• _What is required_:
Output the entries below exactly as written, omitting pictures.
:::::
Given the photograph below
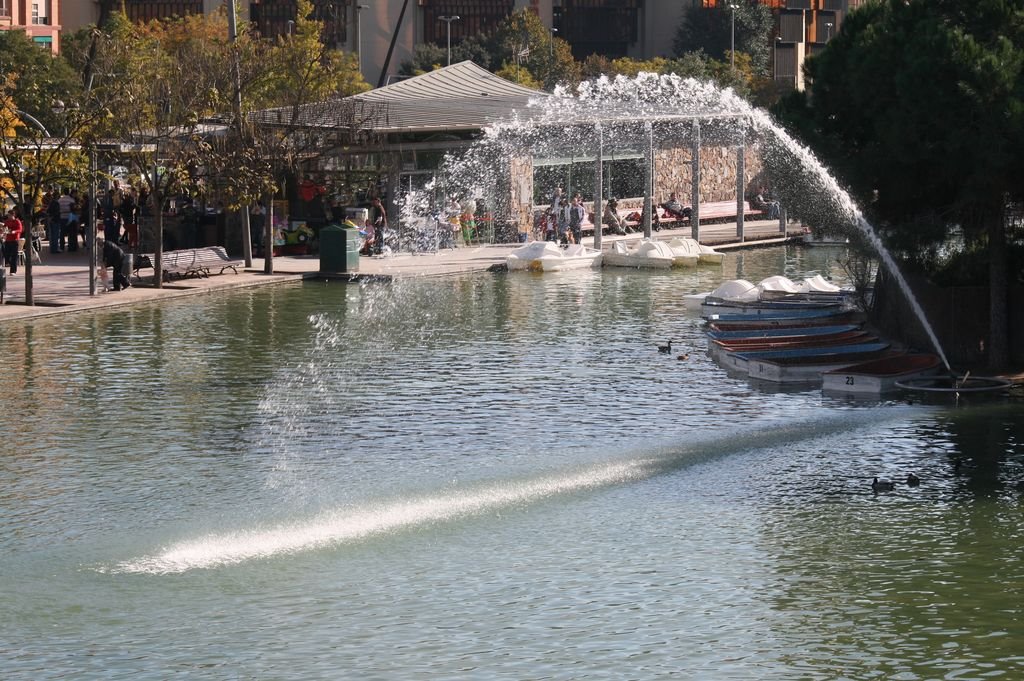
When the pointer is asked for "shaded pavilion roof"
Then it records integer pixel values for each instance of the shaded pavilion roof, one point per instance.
(460, 97)
(463, 96)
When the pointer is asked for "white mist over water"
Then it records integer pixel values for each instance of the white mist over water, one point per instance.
(614, 112)
(334, 526)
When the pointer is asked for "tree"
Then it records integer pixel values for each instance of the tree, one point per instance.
(158, 83)
(518, 74)
(920, 104)
(37, 150)
(709, 30)
(522, 40)
(42, 79)
(426, 57)
(303, 116)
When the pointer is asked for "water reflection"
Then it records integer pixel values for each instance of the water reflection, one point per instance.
(509, 455)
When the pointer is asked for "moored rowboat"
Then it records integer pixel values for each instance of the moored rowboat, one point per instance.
(880, 376)
(830, 355)
(782, 332)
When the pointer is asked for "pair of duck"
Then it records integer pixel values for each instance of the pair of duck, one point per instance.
(667, 348)
(887, 485)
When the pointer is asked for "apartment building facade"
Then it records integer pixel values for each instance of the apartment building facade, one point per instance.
(640, 29)
(39, 18)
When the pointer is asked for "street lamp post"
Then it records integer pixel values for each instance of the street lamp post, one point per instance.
(358, 34)
(448, 20)
(732, 53)
(774, 58)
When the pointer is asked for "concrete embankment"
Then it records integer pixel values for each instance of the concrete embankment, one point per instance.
(60, 283)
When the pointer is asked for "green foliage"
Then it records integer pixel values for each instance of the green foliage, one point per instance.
(922, 102)
(426, 57)
(709, 30)
(429, 56)
(300, 69)
(473, 48)
(518, 74)
(522, 39)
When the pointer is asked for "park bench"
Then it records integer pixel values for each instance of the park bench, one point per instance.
(193, 262)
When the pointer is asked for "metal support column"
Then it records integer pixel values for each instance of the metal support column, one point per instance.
(740, 183)
(599, 184)
(90, 229)
(695, 183)
(648, 175)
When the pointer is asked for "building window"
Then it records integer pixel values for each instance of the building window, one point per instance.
(475, 18)
(40, 12)
(145, 10)
(601, 27)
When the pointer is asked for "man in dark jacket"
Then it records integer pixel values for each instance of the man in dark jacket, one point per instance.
(114, 257)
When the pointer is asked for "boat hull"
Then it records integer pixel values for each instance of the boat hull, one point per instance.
(781, 333)
(768, 317)
(800, 365)
(637, 261)
(548, 257)
(879, 377)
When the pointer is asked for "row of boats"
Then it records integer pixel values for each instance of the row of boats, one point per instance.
(784, 332)
(548, 256)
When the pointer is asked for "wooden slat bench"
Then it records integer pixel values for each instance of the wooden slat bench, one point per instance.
(196, 262)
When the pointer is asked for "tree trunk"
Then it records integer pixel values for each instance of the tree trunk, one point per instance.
(158, 249)
(998, 311)
(268, 238)
(27, 233)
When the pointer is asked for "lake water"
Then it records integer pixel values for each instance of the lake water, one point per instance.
(486, 476)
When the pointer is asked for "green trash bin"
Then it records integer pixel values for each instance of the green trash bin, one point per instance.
(339, 249)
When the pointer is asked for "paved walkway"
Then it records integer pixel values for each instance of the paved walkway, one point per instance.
(60, 284)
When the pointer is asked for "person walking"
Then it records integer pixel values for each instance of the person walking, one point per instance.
(129, 213)
(12, 233)
(379, 216)
(69, 231)
(578, 213)
(54, 227)
(114, 257)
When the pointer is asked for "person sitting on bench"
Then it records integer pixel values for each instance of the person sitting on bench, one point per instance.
(763, 203)
(675, 209)
(610, 218)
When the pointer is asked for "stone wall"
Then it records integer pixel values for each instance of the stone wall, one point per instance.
(674, 172)
(521, 193)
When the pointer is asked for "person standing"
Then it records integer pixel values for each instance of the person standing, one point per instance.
(578, 213)
(114, 257)
(12, 233)
(54, 227)
(129, 213)
(379, 216)
(66, 202)
(257, 223)
(611, 218)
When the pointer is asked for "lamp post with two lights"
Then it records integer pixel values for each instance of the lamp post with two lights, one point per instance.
(448, 20)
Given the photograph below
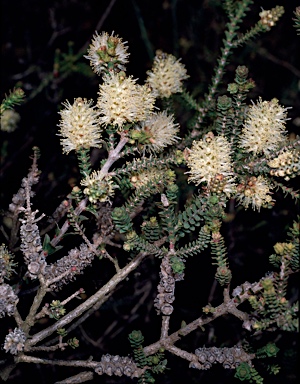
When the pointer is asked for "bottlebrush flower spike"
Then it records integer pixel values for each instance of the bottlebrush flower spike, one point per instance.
(166, 75)
(122, 101)
(264, 128)
(107, 53)
(79, 125)
(209, 157)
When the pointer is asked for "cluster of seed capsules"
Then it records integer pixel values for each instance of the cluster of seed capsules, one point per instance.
(165, 297)
(69, 266)
(230, 358)
(118, 365)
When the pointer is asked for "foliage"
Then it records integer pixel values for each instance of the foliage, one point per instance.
(162, 174)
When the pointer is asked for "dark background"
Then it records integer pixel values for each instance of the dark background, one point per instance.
(31, 32)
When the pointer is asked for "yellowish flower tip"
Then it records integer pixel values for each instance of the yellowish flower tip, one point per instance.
(166, 75)
(269, 17)
(9, 120)
(107, 53)
(122, 101)
(79, 125)
(160, 131)
(255, 192)
(98, 188)
(209, 157)
(264, 127)
(221, 184)
(286, 165)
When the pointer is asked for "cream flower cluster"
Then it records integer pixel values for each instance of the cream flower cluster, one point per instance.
(161, 130)
(122, 101)
(107, 53)
(264, 127)
(209, 157)
(79, 125)
(255, 192)
(166, 75)
(286, 165)
(269, 17)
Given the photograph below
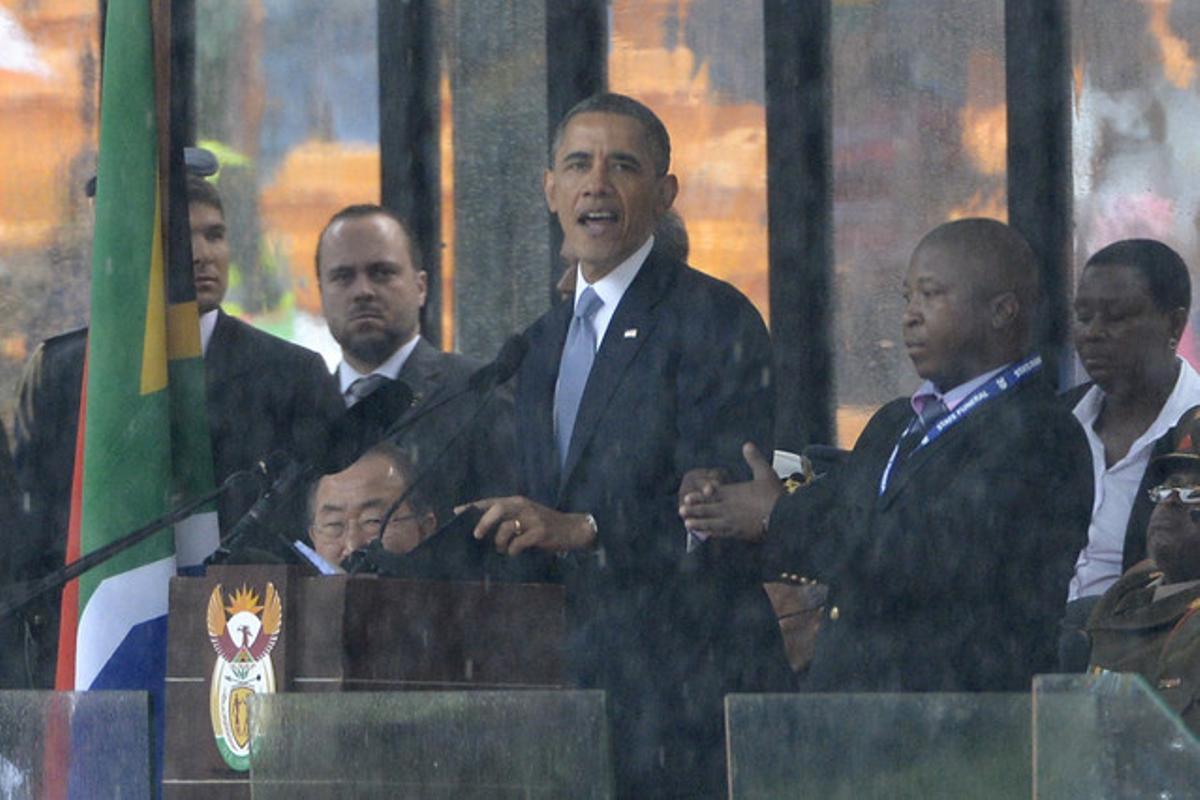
:::::
• _Task solution_:
Given the photograph below
When the pointer is asked for "shaded pavilion roof"
Then it records integer pixel values for each instance of the shaded pavilion roof, one point per instance.
(460, 97)
(463, 96)
When the pointer is asked for "white mist over water"
Then it records integer pixel values for each instance of the white mist over water, one point per instance.
(614, 112)
(334, 526)
When the pointer is asked for "tree"
Then it records integer pixel values for each instance of the tree, one point per instance.
(158, 83)
(518, 74)
(920, 104)
(37, 150)
(709, 30)
(522, 40)
(42, 79)
(426, 57)
(303, 116)
When the pointer is asked for "water reflection"
Then it records integer pixel values for each instance of the water reflection, one point per instance.
(509, 455)
When the pointer is asked for "moored rowboat"
Then it records integer pixel values for each instance of the moored rowboat, one point per instance.
(880, 376)
(830, 355)
(782, 332)
When the pointer is asked for "pair of duck"
Then it records integer pixel values for each instance of the pair of duck, one point per instance.
(667, 348)
(887, 485)
When the pointer is asked for "apartment building facade"
Then it records integer pixel values for each instance of the apartment building facade, one point per instance.
(640, 29)
(39, 18)
When the pointer is asked for "street lamp post"
Then it records integer pixel values for each instance of the street lamp post, one point per instance.
(358, 34)
(448, 20)
(732, 53)
(774, 58)
When the pointer is asked for "concrete embankment"
Then it records integer pixel values for each instance of the concrete embankment, one point per instance.
(60, 283)
When the pointer is asked for "green foliage"
Then it records integer pixel values for each instance of the green foliage, one point per instance.
(922, 102)
(426, 57)
(709, 30)
(429, 56)
(300, 69)
(473, 48)
(518, 74)
(522, 39)
When the pointer is asked for "park bench"
Then it records integer pixel values for each instance of the park bench, one point per instance.
(193, 262)
When the pointer is asked for "metal support column"
Then it records integer pixel values for each instance of the metal support column, one point per instance.
(740, 183)
(599, 184)
(90, 229)
(695, 183)
(648, 175)
When the pointer is asked for "building window"
Then it records integer pixel values for each instance of the building window, one point per instance.
(475, 18)
(40, 12)
(145, 10)
(601, 27)
When the pointer is asked for "man in dark jacket"
Then it records integer pixel values for each instance of the man in dark jacket, one point per instance.
(114, 257)
When the pointer is asked for "boat hull"
Then it records integer pixel values for each instance of the boat hull, one point per instance.
(781, 333)
(768, 317)
(800, 365)
(637, 261)
(548, 257)
(879, 377)
When the pointer is asked for "row of boats"
Then it records integer pixel values for each instance of the row of boats, one point per instance.
(784, 332)
(548, 256)
When the pointer is asked for "wooden slat bench"
Then it records integer pixel values for each instance of the wooden slat bench, one point per instance.
(196, 262)
When the pointer is asked for "tree trunk"
Then it records integer pixel values for each instance of the tree trunk, one point per instance.
(158, 249)
(998, 311)
(268, 238)
(27, 233)
When the pointer is asked for "lake water"
Then it records integer pixel values for each instance of the lake water, one point per instance.
(486, 476)
When the pointer is asked for "green trash bin"
Then it records integer pixel values for each instance of the green trash bin, one point per instance.
(339, 249)
When the pointer is asked for "paved walkway"
Then it records integer pixel values for each instance of the paved walkway, one point per instance.
(60, 284)
When the pointer is asked for "person walking"
Then it records integer pixel values for each instance of the person walking, one point per instance.
(129, 213)
(12, 233)
(379, 216)
(69, 231)
(578, 213)
(54, 227)
(114, 257)
When the pointer is asked for "person sitting on bench"
Then it records integer pixel values for each instance of the person sitting on bench, one point per instance.
(763, 203)
(675, 209)
(610, 218)
When the pointer is asked for "stone wall"
Then it records integer pixel values for each instance of the stone wall, one point per instance.
(674, 172)
(521, 193)
When the pointer is asked for "person standing"
Then it records integer pixel values for each instance of the person standing, one point per instance.
(578, 213)
(114, 257)
(12, 233)
(54, 227)
(129, 213)
(379, 216)
(66, 202)
(257, 223)
(611, 218)
When the pointer is asked for "lamp post with two lights"
Then it records integer pixel values for each instance of the lamp post with two lights, one point per instance.
(448, 20)
Given the photograph below
When the pointer is asked for "bottlebrush flower spike"
Then it records integer pixel values for each instance of the bottlebrush flower spike, one point per instance.
(166, 75)
(122, 101)
(264, 128)
(107, 53)
(79, 125)
(209, 157)
When the pointer is asked for "cluster of seed capsules"
Then it records integer pixel values for each instance of the cluster of seed capsules, one point per instance.
(165, 297)
(69, 266)
(230, 358)
(118, 365)
When the pointer is asked for "foliage"
Then it records integer pixel values for each instance of the foliage, one point per instance.
(162, 174)
When the pointer is asked for "dark background"
Then it records integer pixel values for each instance of the dark background, one point per instance.
(31, 32)
When the pointer is asked for "yellowish flower tip"
Then it records integer pixel values for each instance of the yellowish flower tip, one point per instance.
(166, 75)
(269, 17)
(9, 120)
(107, 53)
(122, 101)
(79, 125)
(160, 131)
(255, 192)
(98, 188)
(209, 157)
(264, 127)
(221, 184)
(286, 165)
When the pointer is asked for "cream flower cluster"
Then it records integer pixel values for each instance of the cream flower cluster, one point per instance.
(161, 130)
(122, 101)
(107, 53)
(264, 127)
(209, 157)
(79, 125)
(255, 192)
(166, 75)
(286, 165)
(269, 17)
Given the photograph below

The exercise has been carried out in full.